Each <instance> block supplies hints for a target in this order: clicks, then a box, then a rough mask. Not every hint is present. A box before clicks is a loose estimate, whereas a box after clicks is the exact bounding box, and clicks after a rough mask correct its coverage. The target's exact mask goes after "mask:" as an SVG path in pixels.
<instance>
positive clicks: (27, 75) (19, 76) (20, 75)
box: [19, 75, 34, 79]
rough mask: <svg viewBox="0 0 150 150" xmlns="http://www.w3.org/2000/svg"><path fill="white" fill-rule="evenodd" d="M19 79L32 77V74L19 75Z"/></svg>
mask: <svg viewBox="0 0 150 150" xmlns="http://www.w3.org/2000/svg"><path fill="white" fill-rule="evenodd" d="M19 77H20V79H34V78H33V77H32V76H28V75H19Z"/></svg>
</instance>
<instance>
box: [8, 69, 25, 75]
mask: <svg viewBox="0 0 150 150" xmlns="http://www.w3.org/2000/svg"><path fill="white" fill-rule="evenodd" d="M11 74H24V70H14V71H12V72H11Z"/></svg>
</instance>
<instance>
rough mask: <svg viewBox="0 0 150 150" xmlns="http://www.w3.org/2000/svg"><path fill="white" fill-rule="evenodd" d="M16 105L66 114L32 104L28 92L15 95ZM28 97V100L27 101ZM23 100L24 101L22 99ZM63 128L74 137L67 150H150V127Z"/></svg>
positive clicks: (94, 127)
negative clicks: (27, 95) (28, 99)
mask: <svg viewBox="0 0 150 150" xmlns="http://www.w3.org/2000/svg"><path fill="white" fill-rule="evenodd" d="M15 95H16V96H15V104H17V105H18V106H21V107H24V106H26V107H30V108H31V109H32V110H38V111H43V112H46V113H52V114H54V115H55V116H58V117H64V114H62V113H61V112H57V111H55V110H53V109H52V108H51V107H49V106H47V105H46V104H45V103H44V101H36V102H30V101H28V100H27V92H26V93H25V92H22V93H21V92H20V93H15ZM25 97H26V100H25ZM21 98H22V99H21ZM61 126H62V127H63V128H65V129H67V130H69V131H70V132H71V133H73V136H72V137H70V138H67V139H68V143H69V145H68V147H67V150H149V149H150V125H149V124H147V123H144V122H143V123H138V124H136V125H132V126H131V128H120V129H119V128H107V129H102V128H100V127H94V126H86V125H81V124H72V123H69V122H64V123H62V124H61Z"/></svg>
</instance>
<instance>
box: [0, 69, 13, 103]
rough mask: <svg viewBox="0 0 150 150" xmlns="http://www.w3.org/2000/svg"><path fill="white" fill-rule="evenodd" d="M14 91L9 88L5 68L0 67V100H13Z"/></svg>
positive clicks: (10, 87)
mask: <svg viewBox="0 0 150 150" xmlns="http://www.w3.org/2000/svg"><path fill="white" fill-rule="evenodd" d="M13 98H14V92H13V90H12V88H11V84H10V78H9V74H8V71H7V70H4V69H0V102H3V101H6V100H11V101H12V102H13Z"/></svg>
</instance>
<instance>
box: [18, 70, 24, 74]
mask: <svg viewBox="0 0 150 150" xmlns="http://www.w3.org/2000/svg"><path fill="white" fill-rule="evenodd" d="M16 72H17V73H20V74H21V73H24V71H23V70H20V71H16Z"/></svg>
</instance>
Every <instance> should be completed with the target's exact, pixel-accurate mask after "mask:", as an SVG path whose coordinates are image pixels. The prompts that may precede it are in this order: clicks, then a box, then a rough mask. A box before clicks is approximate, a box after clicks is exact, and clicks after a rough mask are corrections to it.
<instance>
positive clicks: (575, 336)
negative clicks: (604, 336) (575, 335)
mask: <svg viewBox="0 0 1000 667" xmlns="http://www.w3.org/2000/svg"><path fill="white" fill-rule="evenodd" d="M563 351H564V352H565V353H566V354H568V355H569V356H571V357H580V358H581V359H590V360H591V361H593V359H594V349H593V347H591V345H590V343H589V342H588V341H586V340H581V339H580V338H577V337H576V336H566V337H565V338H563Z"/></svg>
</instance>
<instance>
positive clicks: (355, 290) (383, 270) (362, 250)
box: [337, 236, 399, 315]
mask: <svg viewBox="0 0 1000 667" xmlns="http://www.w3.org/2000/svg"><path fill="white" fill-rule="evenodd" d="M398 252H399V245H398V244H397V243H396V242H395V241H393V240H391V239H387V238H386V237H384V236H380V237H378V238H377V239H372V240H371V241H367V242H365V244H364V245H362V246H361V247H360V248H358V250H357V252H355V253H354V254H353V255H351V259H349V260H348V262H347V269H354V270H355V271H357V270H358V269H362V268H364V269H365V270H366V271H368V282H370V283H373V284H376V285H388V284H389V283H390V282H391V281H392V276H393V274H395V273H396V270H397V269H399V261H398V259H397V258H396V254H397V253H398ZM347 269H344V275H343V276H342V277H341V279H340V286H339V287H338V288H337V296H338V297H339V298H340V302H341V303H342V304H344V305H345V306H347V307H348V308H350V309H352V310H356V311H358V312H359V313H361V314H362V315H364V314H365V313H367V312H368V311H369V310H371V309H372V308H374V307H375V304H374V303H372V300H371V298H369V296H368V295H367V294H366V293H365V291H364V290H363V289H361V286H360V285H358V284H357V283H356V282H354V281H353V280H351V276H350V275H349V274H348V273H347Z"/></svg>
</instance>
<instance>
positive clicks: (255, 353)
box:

◆ Work task: All of the material above should be reproduced exactly.

◆ Task solution:
Each <instance> block supplies hints for a target in this order: clicks, then a box, then a rough mask. Not every hint is present. A box before clicks is a loose estimate, whereas a box after clicks is the exact bounding box, and clicks after a rough mask correct its coverage. The target's exact mask goes after "mask:" as an SVG path in pixels.
<instance>
positive clicks: (27, 75) (19, 76) (20, 75)
box: [19, 75, 34, 79]
rough mask: <svg viewBox="0 0 150 150" xmlns="http://www.w3.org/2000/svg"><path fill="white" fill-rule="evenodd" d="M19 79L32 77V74L19 75Z"/></svg>
mask: <svg viewBox="0 0 150 150" xmlns="http://www.w3.org/2000/svg"><path fill="white" fill-rule="evenodd" d="M19 77H20V79H34V78H33V77H32V76H28V75H19Z"/></svg>
</instance>
<instance>
box: [8, 69, 25, 75]
mask: <svg viewBox="0 0 150 150" xmlns="http://www.w3.org/2000/svg"><path fill="white" fill-rule="evenodd" d="M11 74H24V70H14V71H12V72H11Z"/></svg>
</instance>
<instance>
rough mask: <svg viewBox="0 0 150 150" xmlns="http://www.w3.org/2000/svg"><path fill="white" fill-rule="evenodd" d="M16 105L66 114L32 104L28 92L15 95ZM28 97V100L27 101ZM23 100L24 101L22 99ZM63 128L74 137L67 150H150V127Z"/></svg>
positive clicks: (94, 127)
negative clicks: (27, 95) (28, 99)
mask: <svg viewBox="0 0 150 150" xmlns="http://www.w3.org/2000/svg"><path fill="white" fill-rule="evenodd" d="M15 95H16V96H15V104H17V105H18V106H21V107H24V106H26V107H30V108H31V109H32V110H38V111H43V112H46V113H52V114H54V115H55V116H58V117H64V114H62V113H61V112H57V111H55V110H53V109H52V108H51V107H49V106H47V105H46V104H45V103H44V101H36V102H30V101H28V100H27V92H26V93H25V92H22V93H21V92H20V93H15ZM25 97H26V100H25ZM21 98H22V99H21ZM61 126H62V127H63V128H65V129H67V130H69V131H70V132H71V133H73V136H72V137H70V138H67V139H68V143H69V145H68V147H67V150H149V149H150V125H149V124H147V123H144V122H143V123H138V124H136V125H132V126H131V128H120V129H119V128H107V129H102V128H100V127H94V126H86V125H81V124H72V123H69V122H64V123H62V124H61Z"/></svg>
</instance>
<instance>
box: [0, 69, 13, 103]
rough mask: <svg viewBox="0 0 150 150" xmlns="http://www.w3.org/2000/svg"><path fill="white" fill-rule="evenodd" d="M14 91L9 88L5 68L0 67V100H13Z"/></svg>
positive clicks: (10, 87)
mask: <svg viewBox="0 0 150 150" xmlns="http://www.w3.org/2000/svg"><path fill="white" fill-rule="evenodd" d="M13 98H14V92H13V90H12V88H11V84H10V78H9V74H8V71H7V70H4V69H0V102H3V101H6V100H11V101H12V102H13Z"/></svg>
</instance>
<instance>
box: [18, 70, 24, 74]
mask: <svg viewBox="0 0 150 150" xmlns="http://www.w3.org/2000/svg"><path fill="white" fill-rule="evenodd" d="M16 72H17V73H20V74H21V73H24V71H23V70H20V71H16Z"/></svg>
</instance>
Every <instance> should be completed with the target's exact, pixel-accurate mask after "mask:", as an SVG path whose coordinates are image pixels. The prompts that may precede it are in this order: clicks, then a box, then a rough mask. A box before clicks is approximate, a box after clicks is exact, and clicks after a rough mask are corrections to it.
<instance>
positive clicks: (575, 336)
negative clicks: (604, 336) (575, 335)
mask: <svg viewBox="0 0 1000 667" xmlns="http://www.w3.org/2000/svg"><path fill="white" fill-rule="evenodd" d="M563 351H564V352H565V353H566V354H568V355H569V356H571V357H580V358H581V359H590V360H591V361H593V359H594V349H593V347H591V345H590V343H589V342H588V341H586V340H581V339H580V338H577V337H576V336H566V337H565V338H563Z"/></svg>
</instance>
<instance>
positive clicks: (355, 290) (383, 270) (362, 250)
box: [337, 236, 399, 315]
mask: <svg viewBox="0 0 1000 667" xmlns="http://www.w3.org/2000/svg"><path fill="white" fill-rule="evenodd" d="M398 252H399V245H398V244H397V243H396V242H395V241H393V240H391V239H387V238H386V237H384V236H380V237H378V238H377V239H372V240H371V241H367V242H365V244H364V245H362V246H361V247H360V248H358V250H357V252H355V253H354V254H353V255H351V259H349V260H348V262H347V269H354V270H355V271H357V270H358V269H362V268H364V269H365V270H366V271H368V282H370V283H373V284H376V285H388V284H389V283H390V282H391V281H392V276H393V274H395V273H396V270H397V269H399V261H398V259H397V258H396V254H397V253H398ZM347 269H344V275H343V276H342V277H341V279H340V286H339V287H338V288H337V296H338V297H339V298H340V302H341V303H342V304H344V305H345V306H347V307H348V308H350V309H352V310H356V311H358V312H359V313H361V314H362V315H364V314H365V313H367V312H368V311H369V310H371V309H372V308H374V307H375V304H374V303H372V300H371V298H369V296H368V295H367V294H366V293H365V291H364V290H363V289H361V286H360V285H358V284H357V283H356V282H354V281H353V280H351V276H350V275H349V274H348V273H347Z"/></svg>
</instance>
<instance>
positive clicks: (255, 353)
box:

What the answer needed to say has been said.